**Request**
All of the material below is to be retyped exactly.

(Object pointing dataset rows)
━━━━━━

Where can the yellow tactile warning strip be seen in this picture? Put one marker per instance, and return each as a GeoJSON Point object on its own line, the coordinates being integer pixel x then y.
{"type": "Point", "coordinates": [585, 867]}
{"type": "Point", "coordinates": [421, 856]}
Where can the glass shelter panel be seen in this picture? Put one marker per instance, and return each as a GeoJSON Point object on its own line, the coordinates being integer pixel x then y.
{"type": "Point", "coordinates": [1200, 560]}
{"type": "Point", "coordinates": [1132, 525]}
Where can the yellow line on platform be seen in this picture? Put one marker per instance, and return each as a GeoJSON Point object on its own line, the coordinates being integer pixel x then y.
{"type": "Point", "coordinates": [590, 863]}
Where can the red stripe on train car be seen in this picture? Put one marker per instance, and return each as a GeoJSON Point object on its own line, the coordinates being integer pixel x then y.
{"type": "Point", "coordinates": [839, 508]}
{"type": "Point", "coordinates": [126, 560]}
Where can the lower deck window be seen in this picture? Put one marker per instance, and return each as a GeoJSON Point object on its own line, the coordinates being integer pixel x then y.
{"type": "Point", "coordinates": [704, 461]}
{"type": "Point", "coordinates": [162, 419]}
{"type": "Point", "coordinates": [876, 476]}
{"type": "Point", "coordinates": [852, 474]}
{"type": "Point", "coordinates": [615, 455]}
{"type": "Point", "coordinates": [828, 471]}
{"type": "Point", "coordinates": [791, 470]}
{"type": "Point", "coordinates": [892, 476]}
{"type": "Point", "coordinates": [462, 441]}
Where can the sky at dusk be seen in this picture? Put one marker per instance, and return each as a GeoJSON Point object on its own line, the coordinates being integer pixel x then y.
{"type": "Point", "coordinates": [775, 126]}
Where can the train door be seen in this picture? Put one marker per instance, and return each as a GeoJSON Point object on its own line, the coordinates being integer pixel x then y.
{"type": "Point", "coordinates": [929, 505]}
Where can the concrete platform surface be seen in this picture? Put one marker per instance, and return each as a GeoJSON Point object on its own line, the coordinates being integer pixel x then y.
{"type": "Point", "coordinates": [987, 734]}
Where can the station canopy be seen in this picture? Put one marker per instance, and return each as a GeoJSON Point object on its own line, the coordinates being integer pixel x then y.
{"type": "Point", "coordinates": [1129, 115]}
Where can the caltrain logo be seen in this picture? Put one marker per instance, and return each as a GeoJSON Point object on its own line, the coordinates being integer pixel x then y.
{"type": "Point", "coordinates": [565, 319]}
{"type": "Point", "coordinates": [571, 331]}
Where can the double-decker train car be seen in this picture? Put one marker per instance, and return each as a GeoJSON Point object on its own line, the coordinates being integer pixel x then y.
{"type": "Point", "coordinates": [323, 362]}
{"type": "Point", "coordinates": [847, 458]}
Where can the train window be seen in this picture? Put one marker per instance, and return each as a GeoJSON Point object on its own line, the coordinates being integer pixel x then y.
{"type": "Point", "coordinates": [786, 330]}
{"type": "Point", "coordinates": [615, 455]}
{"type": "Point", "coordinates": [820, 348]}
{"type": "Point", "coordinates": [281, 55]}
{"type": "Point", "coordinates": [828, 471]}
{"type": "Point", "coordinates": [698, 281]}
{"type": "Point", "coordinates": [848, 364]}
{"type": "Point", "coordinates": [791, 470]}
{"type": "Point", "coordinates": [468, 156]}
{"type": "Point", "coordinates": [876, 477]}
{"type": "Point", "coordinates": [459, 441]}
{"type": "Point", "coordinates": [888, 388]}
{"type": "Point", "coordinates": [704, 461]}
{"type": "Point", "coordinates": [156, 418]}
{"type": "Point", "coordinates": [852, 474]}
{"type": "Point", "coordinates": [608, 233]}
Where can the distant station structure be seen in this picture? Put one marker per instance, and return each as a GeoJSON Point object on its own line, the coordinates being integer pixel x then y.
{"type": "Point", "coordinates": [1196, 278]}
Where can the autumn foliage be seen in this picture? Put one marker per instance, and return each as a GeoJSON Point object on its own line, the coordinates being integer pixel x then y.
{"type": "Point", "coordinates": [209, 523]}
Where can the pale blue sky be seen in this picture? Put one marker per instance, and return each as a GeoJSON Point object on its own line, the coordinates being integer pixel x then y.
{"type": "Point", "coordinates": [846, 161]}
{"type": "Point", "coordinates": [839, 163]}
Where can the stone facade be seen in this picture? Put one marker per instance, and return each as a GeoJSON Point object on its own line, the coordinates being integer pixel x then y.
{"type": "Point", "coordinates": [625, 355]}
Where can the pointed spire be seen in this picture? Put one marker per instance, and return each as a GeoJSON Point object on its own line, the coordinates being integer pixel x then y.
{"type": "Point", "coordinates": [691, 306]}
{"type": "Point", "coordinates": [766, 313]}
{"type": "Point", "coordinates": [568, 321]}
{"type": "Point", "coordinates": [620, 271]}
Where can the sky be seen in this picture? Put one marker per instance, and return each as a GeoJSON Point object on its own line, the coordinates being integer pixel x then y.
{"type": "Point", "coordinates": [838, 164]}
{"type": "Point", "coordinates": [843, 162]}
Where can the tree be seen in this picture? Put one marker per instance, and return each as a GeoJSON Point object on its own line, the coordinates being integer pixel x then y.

━━━━━━

**The solution**
Where can the yellow tactile warning strip be seen in this picture? Put one marker per instance, and return each as a GeoJSON Point object on its own line, the coordinates being integer pixel x then y.
{"type": "Point", "coordinates": [585, 867]}
{"type": "Point", "coordinates": [421, 856]}
Where can the glass shelter panel be seen in this picture? Put one marker per instance, and return each as a GeoJSON Point object on its own line, the coordinates being integer pixel x then y.
{"type": "Point", "coordinates": [1200, 560]}
{"type": "Point", "coordinates": [1132, 525]}
Where can the yellow line on platform be seen in this picture? Put one marker per instance, and return each as a GeoJSON Point object on its own line, the coordinates being integer pixel x then y.
{"type": "Point", "coordinates": [590, 863]}
Where can the red stripe on train car be seen in this picture? Put one marker per instance, and return each as a GeoJSON Point object on its own line, the coordinates being integer pixel x then y.
{"type": "Point", "coordinates": [839, 508]}
{"type": "Point", "coordinates": [126, 560]}
Where can the lower deck window be seen in this picture? Put one marker per instance, and return each as a GeoJSON Point object on its own line, the coordinates being integer pixel x then y.
{"type": "Point", "coordinates": [704, 461]}
{"type": "Point", "coordinates": [162, 419]}
{"type": "Point", "coordinates": [876, 476]}
{"type": "Point", "coordinates": [852, 474]}
{"type": "Point", "coordinates": [615, 455]}
{"type": "Point", "coordinates": [828, 471]}
{"type": "Point", "coordinates": [791, 470]}
{"type": "Point", "coordinates": [892, 476]}
{"type": "Point", "coordinates": [462, 441]}
Where can the sky at dusk be seen in this picture? Put one marker per instance, and return each as a GeoJSON Point object on its own line, the coordinates being integer pixel x then y.
{"type": "Point", "coordinates": [775, 126]}
Where can the train door be seen in this picture? Put one marker per instance, and return each as a GeoJSON Point object on its own line, the coordinates being integer pixel x then y.
{"type": "Point", "coordinates": [929, 505]}
Where can the concrete platform surface be seen in this picture? Put one marker per instance, and return each as a GeoJSON Point object on its own line, the coordinates being integer pixel x then y.
{"type": "Point", "coordinates": [987, 734]}
Where can the station canopy be seen in this picture? Put one marker per instance, and return each as a GeoJSON Point object on its own line, the coordinates being integer pixel x then y.
{"type": "Point", "coordinates": [1129, 115]}
Where can the caltrain logo be seen in this picture? Put one marker per instance, and return each as a GeoJSON Point object on its own line, the coordinates being integer pixel x then y.
{"type": "Point", "coordinates": [565, 319]}
{"type": "Point", "coordinates": [571, 331]}
Where can the double-decker train car be seen in this picture? Put one marker per instance, and return each as a GeoJSON Point object on its own line, the coordinates being integer pixel x then y.
{"type": "Point", "coordinates": [323, 362]}
{"type": "Point", "coordinates": [847, 458]}
Where can the train window be seen in this picture? Put one marker per instance, and return each as a GeoJSON Point object on its own line, the coordinates being integer pixel x then y.
{"type": "Point", "coordinates": [786, 330]}
{"type": "Point", "coordinates": [615, 455]}
{"type": "Point", "coordinates": [820, 348]}
{"type": "Point", "coordinates": [281, 55]}
{"type": "Point", "coordinates": [828, 471]}
{"type": "Point", "coordinates": [698, 281]}
{"type": "Point", "coordinates": [848, 364]}
{"type": "Point", "coordinates": [791, 470]}
{"type": "Point", "coordinates": [468, 156]}
{"type": "Point", "coordinates": [876, 477]}
{"type": "Point", "coordinates": [459, 441]}
{"type": "Point", "coordinates": [888, 388]}
{"type": "Point", "coordinates": [704, 461]}
{"type": "Point", "coordinates": [156, 418]}
{"type": "Point", "coordinates": [852, 474]}
{"type": "Point", "coordinates": [608, 233]}
Where can the distant station structure be seen in this picture? Put one marker per instance, and return each as a GeoJSON Point object on its own line, the coordinates being integer pixel x then y.
{"type": "Point", "coordinates": [1196, 278]}
Where can the autumn foliage be seen in this picture? Put one marker per instance, and return each as a GeoJSON Point object on its own line, the coordinates being integer pixel x then y.
{"type": "Point", "coordinates": [209, 523]}
Where can the pale blue sky be seen in this picture? Put one marker per instance, and return each as a GeoJSON Point object on its own line, the coordinates being integer pixel x then y.
{"type": "Point", "coordinates": [846, 161]}
{"type": "Point", "coordinates": [839, 163]}
Where can the stone facade be seen in this picture? Put one marker per instance, and return each as a GeoJSON Point object on its own line, the coordinates being integer pixel x then y.
{"type": "Point", "coordinates": [625, 355]}
Where can the pointed spire be seen in this picture? Put one marker per instance, and return each as a GeoJSON Point object on its own line, the coordinates being integer pixel x then y.
{"type": "Point", "coordinates": [691, 306]}
{"type": "Point", "coordinates": [766, 313]}
{"type": "Point", "coordinates": [568, 321]}
{"type": "Point", "coordinates": [620, 271]}
Where can the sky be seen in this picture? Put one marker per instance, and return each as a GeoJSON Point object on its own line, the coordinates being integer pixel x then y.
{"type": "Point", "coordinates": [838, 164]}
{"type": "Point", "coordinates": [843, 162]}
Where can the tree be seen in this picture? Put one marker per instance, and return each as a GeoJSON Point object on its own line, the coordinates being integer pixel x then y.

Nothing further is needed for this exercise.